Nennen Sie sämtliche Farben, die im Text zur Kunsthallen-Ausstellung erwähnt werden.
====== VORGEGEBENER TEXT ======
Das Schlüsselwerk, wie Kunsthallen-Direktor Christoph Grunenberg es nennt, ist nur ein paar Schritte vom "Atelier" entfernt. Ernst Ludwig Kirchners "Schlafende Milli" (1911) – rot und grün und blau und rosa und eine nackte schwarze Frau in der Bildmitte, so steht es gleich hinter dem kleinen Raum, den man durchqueren muss, will man die Sammlungsausstellung "Remix" sehen. In diesem Raum, aufgemacht als Kirchners Atelier, ist von heute an eine künstlerische Intervention von Natasha A. Kelly zu sehen. Ihr Thema: "Wer war Milli?".
====== VORLIEGENDE DATEN ======
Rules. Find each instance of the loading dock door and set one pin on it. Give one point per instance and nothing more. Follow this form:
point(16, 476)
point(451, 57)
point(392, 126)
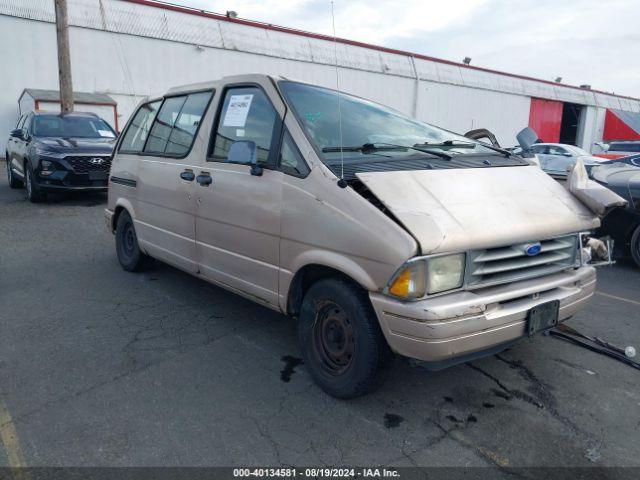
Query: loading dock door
point(545, 117)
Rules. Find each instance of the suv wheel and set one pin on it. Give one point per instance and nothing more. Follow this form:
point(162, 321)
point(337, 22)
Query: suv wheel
point(129, 254)
point(34, 195)
point(635, 246)
point(13, 181)
point(340, 338)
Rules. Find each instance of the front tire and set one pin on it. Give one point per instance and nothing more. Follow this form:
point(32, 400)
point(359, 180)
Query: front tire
point(340, 338)
point(635, 246)
point(131, 258)
point(13, 181)
point(34, 195)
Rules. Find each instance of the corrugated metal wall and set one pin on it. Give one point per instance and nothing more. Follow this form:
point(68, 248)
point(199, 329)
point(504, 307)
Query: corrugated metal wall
point(129, 50)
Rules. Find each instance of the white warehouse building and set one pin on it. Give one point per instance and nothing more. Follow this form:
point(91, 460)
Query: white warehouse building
point(130, 49)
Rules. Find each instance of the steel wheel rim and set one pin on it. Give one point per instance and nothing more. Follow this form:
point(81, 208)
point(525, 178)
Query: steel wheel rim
point(333, 338)
point(128, 240)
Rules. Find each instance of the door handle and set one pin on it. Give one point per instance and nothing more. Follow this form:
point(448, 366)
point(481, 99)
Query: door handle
point(187, 175)
point(204, 180)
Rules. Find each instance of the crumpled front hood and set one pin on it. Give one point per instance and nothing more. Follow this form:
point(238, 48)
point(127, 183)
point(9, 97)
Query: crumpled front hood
point(77, 145)
point(455, 210)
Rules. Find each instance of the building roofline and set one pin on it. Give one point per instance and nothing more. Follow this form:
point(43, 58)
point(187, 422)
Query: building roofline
point(268, 26)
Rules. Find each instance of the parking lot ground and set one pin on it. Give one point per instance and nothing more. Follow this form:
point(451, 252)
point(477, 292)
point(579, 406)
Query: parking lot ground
point(100, 367)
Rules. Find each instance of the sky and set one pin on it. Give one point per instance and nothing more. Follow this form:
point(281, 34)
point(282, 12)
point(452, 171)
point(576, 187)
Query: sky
point(595, 42)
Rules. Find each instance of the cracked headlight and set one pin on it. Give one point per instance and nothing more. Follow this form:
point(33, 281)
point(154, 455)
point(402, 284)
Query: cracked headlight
point(445, 273)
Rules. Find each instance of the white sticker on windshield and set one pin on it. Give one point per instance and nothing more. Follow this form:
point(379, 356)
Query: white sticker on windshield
point(237, 111)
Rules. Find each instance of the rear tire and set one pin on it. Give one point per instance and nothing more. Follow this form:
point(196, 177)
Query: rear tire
point(340, 338)
point(13, 181)
point(635, 246)
point(33, 194)
point(131, 258)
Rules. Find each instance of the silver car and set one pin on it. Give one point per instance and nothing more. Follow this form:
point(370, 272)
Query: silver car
point(557, 159)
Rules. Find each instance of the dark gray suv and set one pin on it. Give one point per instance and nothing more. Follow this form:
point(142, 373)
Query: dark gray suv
point(53, 152)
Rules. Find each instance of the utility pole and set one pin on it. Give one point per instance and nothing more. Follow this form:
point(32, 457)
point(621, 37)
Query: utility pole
point(64, 59)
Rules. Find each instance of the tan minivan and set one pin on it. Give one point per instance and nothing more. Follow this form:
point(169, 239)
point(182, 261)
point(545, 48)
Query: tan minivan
point(378, 232)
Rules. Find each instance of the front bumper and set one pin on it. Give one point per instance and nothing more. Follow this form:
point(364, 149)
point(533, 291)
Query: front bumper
point(464, 324)
point(62, 180)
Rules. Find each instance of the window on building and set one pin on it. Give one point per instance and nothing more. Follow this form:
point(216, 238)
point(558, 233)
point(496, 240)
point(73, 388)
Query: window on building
point(247, 114)
point(138, 130)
======
**LÖSUNG:**
rot, grün, blau, rosa, schwarz